● TASKS TO CARRY OUT
1) In the heifer thread, swap "dairy farm" for "ranch" and give the text between "Thanks for the" and "swollen abdomen, etc.).", inclusive.
2) Does each statement agree with the heifer thread? (a) The owner says she is halter broke. (b) She has already been trained on a stand. (c) The reply says a vet could give a fairly accurate date for calving. Answer yes or no for each, and quote the deciding words.

● GIVEN PASSAGE
——

This would be our first attempt at a keeping a cow, so we would have a lot ot learn but I have always dreamed of having buckets of creamy milk and making cheese, butter, yoghurt, ice cream and raw MILK!!!! He says she is halter broke and comes to the fence for treats but has not been on a stand yet. 

She sure is pretty but I don't want to get a cow that I am going to have trouble with (bred to young, not trained, don't know about much about her background). Do you think it would be manageable or am I asking for trouble?

Thanks for the opinions!


----------



## jhm47 (Apr 6, 2013)

If the owner got her from a dairy farm, it's possible/likely that she may be a freemarten, and unable to breed.  Assuming that she may have been bred at 12 months (September 2012), she would be about 7 months pregnant, and should be showing up quite a bit (udder development, swollen abdomen, etc.).  

If she's a freemarten, a vet could quickly determine it, and if she's bred, the vet could also figure that out and give you a fairly accurate date that she would calf.  I'd definitely make sure that she was checked out before spending $800 on a heifer that won't breed.  If you want to send me a plane ticket, I'll be glad to come and check her out for you.  LOL!  Good luck!

——

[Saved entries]
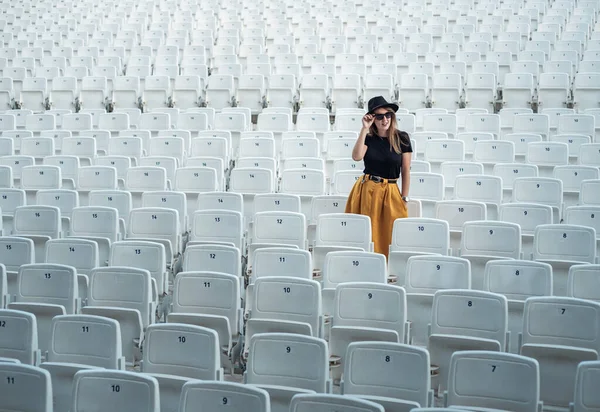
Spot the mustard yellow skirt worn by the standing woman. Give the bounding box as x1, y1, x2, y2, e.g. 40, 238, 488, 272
346, 175, 408, 258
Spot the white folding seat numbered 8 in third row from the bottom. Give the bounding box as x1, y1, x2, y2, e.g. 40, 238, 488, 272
428, 290, 510, 390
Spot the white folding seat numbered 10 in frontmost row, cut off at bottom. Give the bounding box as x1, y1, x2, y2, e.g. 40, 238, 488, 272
71, 369, 160, 412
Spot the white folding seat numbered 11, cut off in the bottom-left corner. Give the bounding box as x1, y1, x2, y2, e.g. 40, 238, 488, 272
0, 362, 53, 412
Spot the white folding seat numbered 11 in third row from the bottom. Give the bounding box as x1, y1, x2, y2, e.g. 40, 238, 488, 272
167, 271, 242, 368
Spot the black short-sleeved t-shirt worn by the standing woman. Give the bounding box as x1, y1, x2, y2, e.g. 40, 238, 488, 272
363, 131, 412, 179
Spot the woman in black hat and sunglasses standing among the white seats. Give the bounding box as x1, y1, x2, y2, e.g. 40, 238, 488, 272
346, 96, 412, 257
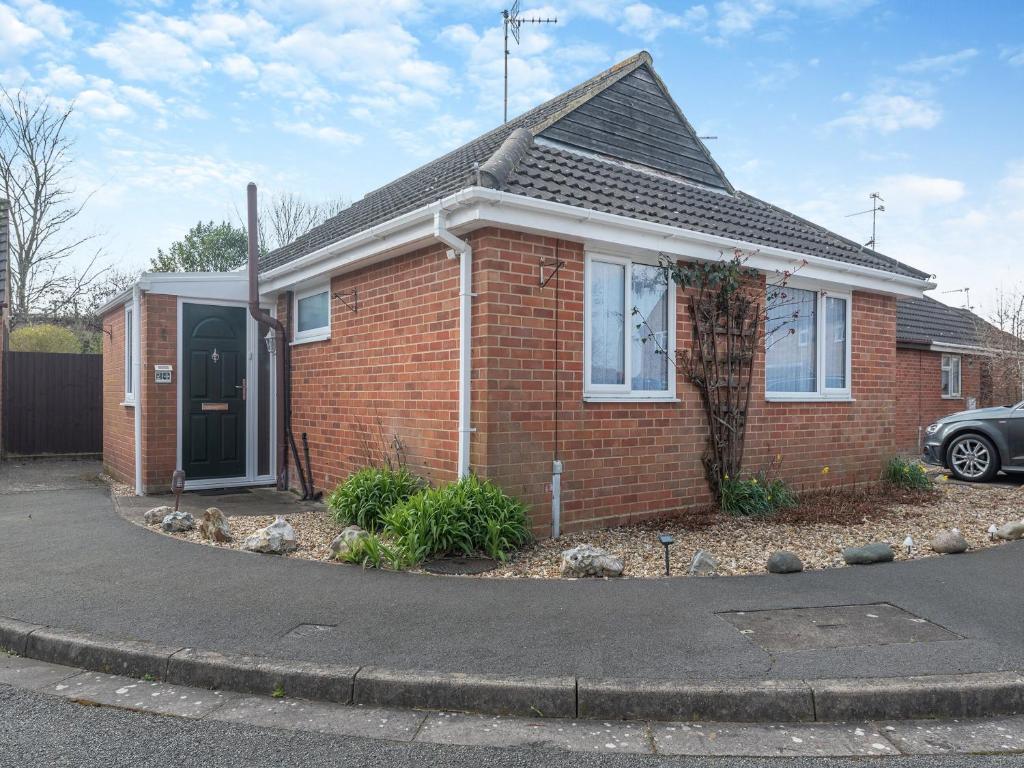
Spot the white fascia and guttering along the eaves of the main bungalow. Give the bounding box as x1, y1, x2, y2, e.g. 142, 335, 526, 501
260, 186, 935, 297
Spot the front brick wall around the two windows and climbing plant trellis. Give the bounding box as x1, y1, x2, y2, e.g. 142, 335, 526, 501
473, 229, 896, 534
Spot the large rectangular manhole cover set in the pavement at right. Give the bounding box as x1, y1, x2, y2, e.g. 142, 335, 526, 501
718, 603, 961, 651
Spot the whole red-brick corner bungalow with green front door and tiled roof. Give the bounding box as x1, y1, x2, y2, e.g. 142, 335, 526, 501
103, 52, 932, 534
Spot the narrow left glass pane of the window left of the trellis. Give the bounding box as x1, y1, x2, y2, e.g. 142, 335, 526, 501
590, 261, 626, 384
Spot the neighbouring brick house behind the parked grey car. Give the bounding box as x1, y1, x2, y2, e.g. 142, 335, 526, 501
896, 296, 1024, 453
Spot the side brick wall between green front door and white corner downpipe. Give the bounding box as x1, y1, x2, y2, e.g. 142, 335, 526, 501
288, 240, 464, 489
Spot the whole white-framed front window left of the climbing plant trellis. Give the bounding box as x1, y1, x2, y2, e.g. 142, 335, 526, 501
584, 254, 676, 401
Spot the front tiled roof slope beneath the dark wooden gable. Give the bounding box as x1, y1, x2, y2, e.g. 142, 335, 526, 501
507, 144, 928, 279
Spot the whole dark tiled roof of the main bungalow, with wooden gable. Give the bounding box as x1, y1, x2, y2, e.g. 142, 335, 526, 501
260, 51, 929, 280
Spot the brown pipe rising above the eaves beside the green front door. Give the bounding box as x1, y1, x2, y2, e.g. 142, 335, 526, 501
246, 181, 312, 500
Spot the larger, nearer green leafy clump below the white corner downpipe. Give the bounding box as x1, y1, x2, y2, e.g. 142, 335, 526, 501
383, 475, 530, 566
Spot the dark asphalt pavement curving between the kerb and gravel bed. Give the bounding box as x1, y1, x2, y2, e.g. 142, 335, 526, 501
0, 464, 1024, 679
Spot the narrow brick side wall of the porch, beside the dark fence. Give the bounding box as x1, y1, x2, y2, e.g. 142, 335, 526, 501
101, 304, 135, 484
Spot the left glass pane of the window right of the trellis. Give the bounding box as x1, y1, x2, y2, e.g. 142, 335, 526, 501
765, 288, 818, 392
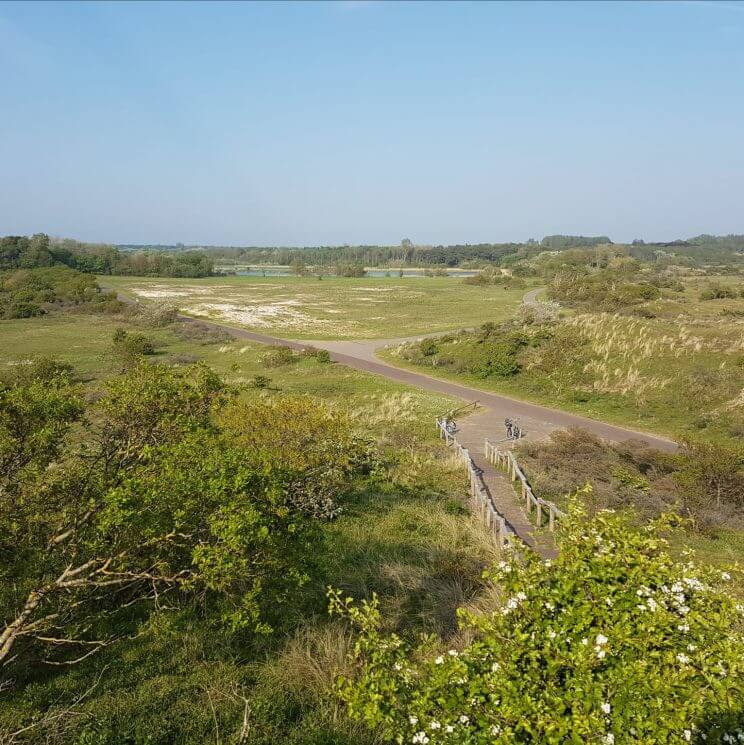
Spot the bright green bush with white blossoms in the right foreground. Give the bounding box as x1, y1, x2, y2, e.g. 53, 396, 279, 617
330, 496, 744, 745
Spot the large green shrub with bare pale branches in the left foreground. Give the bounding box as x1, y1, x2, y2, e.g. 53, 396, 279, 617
0, 361, 376, 684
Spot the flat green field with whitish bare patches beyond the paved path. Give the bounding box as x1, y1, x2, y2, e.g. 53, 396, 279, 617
100, 277, 531, 339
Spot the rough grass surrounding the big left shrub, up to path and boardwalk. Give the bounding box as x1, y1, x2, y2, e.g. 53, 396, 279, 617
0, 309, 502, 745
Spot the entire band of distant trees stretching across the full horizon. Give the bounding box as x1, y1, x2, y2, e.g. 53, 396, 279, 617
0, 233, 744, 277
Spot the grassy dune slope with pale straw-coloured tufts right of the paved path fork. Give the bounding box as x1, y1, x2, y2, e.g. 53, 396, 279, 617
380, 300, 744, 439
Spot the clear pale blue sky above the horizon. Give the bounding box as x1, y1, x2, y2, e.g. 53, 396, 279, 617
0, 2, 744, 245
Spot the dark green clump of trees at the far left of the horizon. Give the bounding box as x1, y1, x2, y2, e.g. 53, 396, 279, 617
0, 233, 214, 277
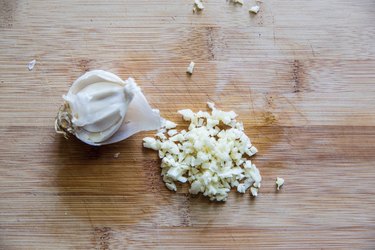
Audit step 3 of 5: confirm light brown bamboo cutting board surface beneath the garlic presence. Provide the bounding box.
[0,0,375,249]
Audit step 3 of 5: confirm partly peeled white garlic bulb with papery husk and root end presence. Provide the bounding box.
[55,70,162,146]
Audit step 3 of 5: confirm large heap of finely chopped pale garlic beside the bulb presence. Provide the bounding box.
[143,103,262,201]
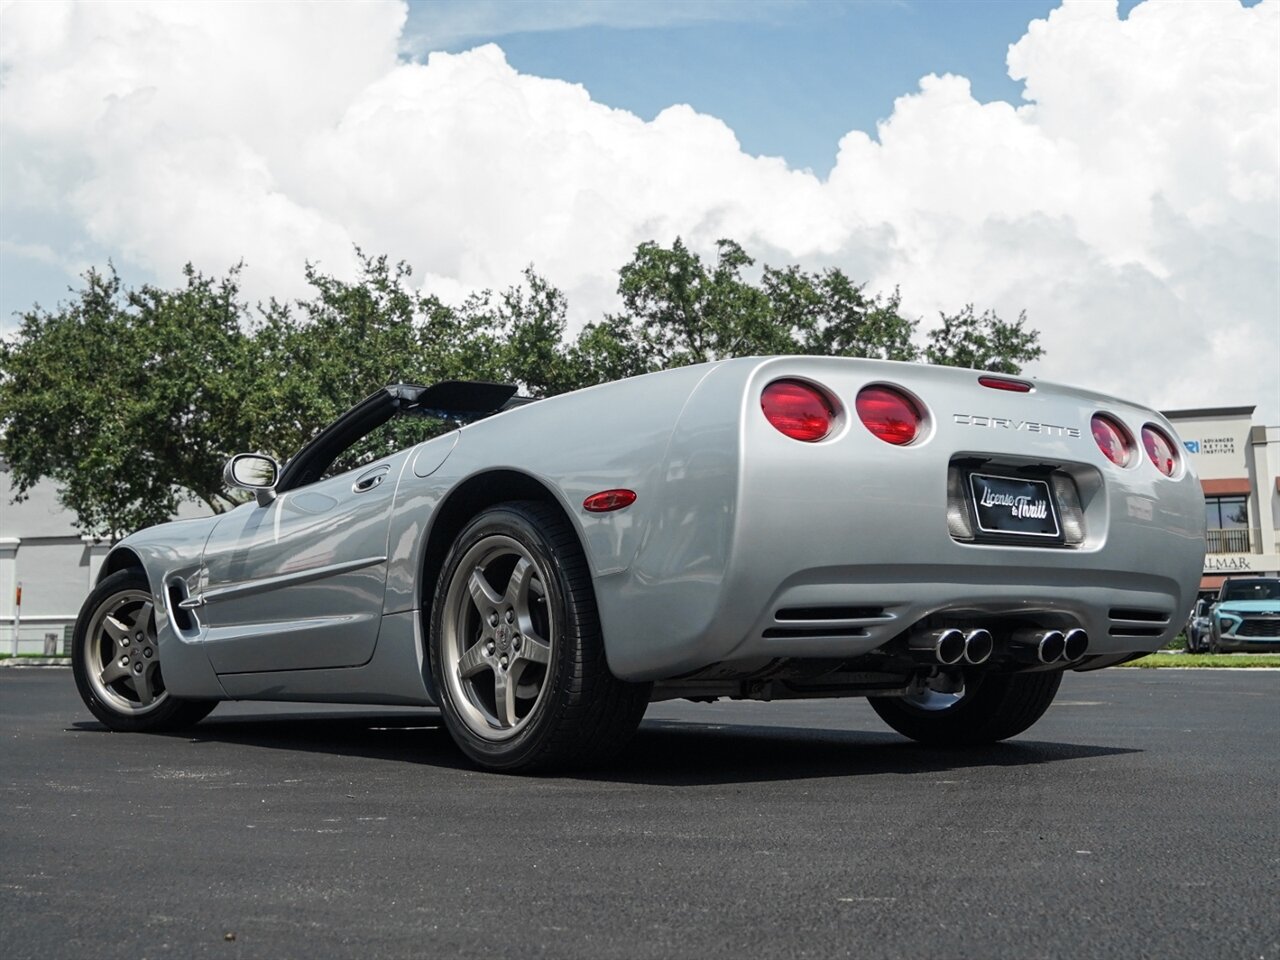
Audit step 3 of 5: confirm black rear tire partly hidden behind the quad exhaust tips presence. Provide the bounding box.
[870,671,1062,746]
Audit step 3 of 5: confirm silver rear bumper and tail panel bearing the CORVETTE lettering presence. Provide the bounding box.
[596,358,1204,680]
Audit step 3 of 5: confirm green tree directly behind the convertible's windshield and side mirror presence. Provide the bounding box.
[236,257,572,470]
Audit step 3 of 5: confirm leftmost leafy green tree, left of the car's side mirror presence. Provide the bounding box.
[0,265,248,536]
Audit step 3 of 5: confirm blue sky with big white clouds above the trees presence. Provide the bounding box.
[0,0,1280,424]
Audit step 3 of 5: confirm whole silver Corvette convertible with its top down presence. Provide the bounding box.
[74,357,1204,771]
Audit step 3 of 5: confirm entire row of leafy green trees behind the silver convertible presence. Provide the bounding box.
[0,239,1042,536]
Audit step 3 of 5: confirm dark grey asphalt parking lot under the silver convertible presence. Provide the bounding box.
[0,669,1280,957]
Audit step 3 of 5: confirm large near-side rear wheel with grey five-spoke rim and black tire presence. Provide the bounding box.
[429,502,650,772]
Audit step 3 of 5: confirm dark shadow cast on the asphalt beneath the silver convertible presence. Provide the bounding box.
[74,710,1139,786]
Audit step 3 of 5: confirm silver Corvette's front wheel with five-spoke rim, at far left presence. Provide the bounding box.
[72,568,218,732]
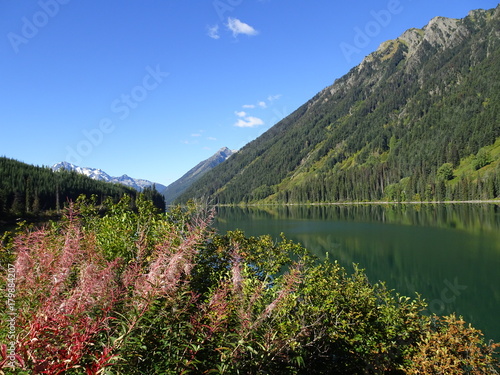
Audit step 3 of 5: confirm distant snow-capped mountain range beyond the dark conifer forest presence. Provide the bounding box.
[52,161,167,193]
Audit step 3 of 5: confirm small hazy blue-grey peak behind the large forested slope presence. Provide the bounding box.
[162,147,237,204]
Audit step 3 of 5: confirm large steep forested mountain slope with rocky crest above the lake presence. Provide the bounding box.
[179,6,500,203]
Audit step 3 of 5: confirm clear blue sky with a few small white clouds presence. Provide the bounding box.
[0,0,498,184]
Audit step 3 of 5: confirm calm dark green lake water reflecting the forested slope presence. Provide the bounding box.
[215,204,500,342]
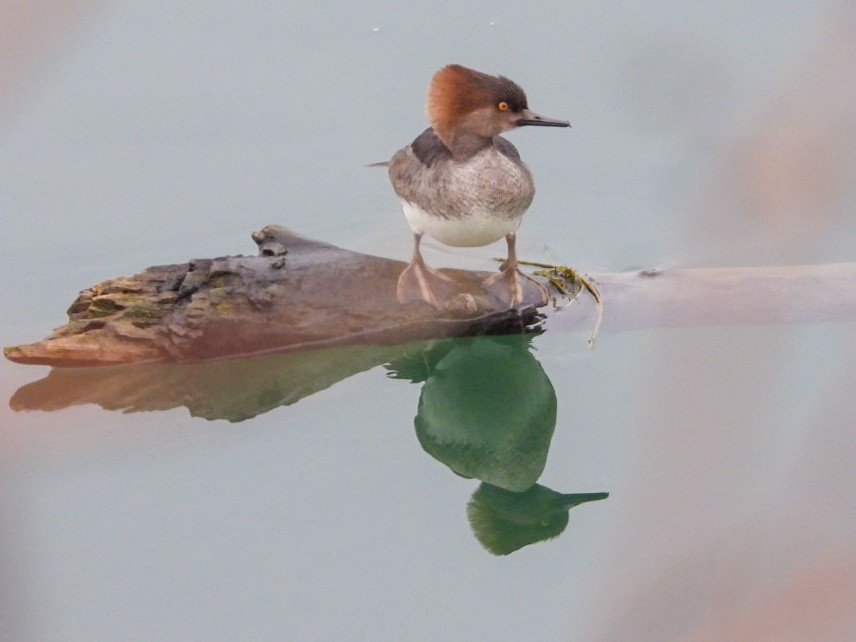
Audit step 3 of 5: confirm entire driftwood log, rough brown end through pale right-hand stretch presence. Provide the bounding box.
[4,226,856,366]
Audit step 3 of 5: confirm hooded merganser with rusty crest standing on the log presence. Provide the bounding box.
[389,65,570,307]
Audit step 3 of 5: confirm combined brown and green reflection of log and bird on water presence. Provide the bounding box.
[9,332,606,554]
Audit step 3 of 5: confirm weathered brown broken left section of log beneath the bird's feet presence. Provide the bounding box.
[4,225,560,366]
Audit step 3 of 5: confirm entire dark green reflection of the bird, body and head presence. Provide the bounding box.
[387,334,607,555]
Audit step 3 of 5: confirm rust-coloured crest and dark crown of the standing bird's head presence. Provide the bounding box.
[426,65,527,132]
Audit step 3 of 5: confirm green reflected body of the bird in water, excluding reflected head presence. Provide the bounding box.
[388,334,556,492]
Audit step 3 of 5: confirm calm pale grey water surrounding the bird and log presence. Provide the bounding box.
[0,0,856,640]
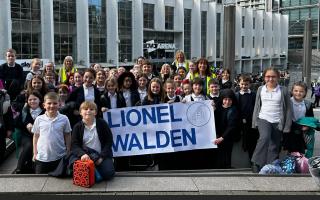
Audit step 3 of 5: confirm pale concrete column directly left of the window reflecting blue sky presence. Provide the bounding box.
[76,0,90,66]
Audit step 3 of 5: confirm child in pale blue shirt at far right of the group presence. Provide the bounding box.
[284,81,314,154]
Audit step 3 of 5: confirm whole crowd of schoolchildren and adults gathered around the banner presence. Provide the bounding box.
[0,49,313,179]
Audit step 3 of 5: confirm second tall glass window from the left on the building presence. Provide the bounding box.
[53,0,77,64]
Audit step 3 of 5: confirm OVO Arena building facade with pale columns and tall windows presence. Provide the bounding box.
[0,0,288,73]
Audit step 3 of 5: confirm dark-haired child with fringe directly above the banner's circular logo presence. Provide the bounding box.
[182,77,207,102]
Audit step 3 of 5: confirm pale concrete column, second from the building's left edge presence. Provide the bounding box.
[40,0,54,61]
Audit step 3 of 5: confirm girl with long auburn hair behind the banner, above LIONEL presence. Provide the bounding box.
[142,78,164,105]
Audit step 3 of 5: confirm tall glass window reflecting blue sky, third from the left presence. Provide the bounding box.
[88,0,107,63]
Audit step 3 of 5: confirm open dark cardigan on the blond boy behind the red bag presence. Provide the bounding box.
[71,118,113,159]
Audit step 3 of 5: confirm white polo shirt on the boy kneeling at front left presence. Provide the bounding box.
[31,113,71,162]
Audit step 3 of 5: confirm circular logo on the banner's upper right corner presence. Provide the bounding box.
[187,102,211,127]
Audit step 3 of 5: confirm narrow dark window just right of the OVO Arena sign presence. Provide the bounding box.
[184,9,191,59]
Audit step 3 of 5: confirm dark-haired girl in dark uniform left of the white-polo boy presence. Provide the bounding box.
[13,90,44,174]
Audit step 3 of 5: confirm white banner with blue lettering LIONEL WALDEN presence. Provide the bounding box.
[103,100,216,157]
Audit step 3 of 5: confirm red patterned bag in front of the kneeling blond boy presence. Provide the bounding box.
[73,160,95,188]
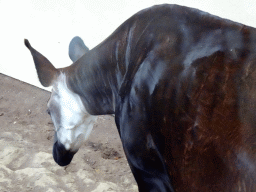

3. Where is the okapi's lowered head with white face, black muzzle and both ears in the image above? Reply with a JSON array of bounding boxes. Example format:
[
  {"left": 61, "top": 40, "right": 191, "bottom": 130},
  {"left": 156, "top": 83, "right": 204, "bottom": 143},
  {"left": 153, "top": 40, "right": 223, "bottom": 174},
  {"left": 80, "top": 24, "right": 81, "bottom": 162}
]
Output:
[{"left": 25, "top": 37, "right": 97, "bottom": 166}]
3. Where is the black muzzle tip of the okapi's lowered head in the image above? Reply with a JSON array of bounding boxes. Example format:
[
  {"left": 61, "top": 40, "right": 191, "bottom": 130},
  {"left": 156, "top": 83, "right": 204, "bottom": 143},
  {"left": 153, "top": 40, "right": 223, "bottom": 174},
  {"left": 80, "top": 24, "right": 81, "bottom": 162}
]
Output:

——

● LIST OF SOLUTIONS
1)
Thanks for the opinions!


----------



## jhm47 (Apr 6, 2013)

If the owner got her from a ranch, it's possible/likely that she may be a freemarten, and unable to breed.  Assuming that she may have been bred at 12 months (September 2012), she would be about 7 months pregnant, and should be showing up quite a bit (udder development, swollen abdomen, etc.).

2)
(a) Yes: "He says she is halter broke"
(b) No: "has not been on a stand yet"
(c) Yes: "give you a fairly accurate date that she would calf"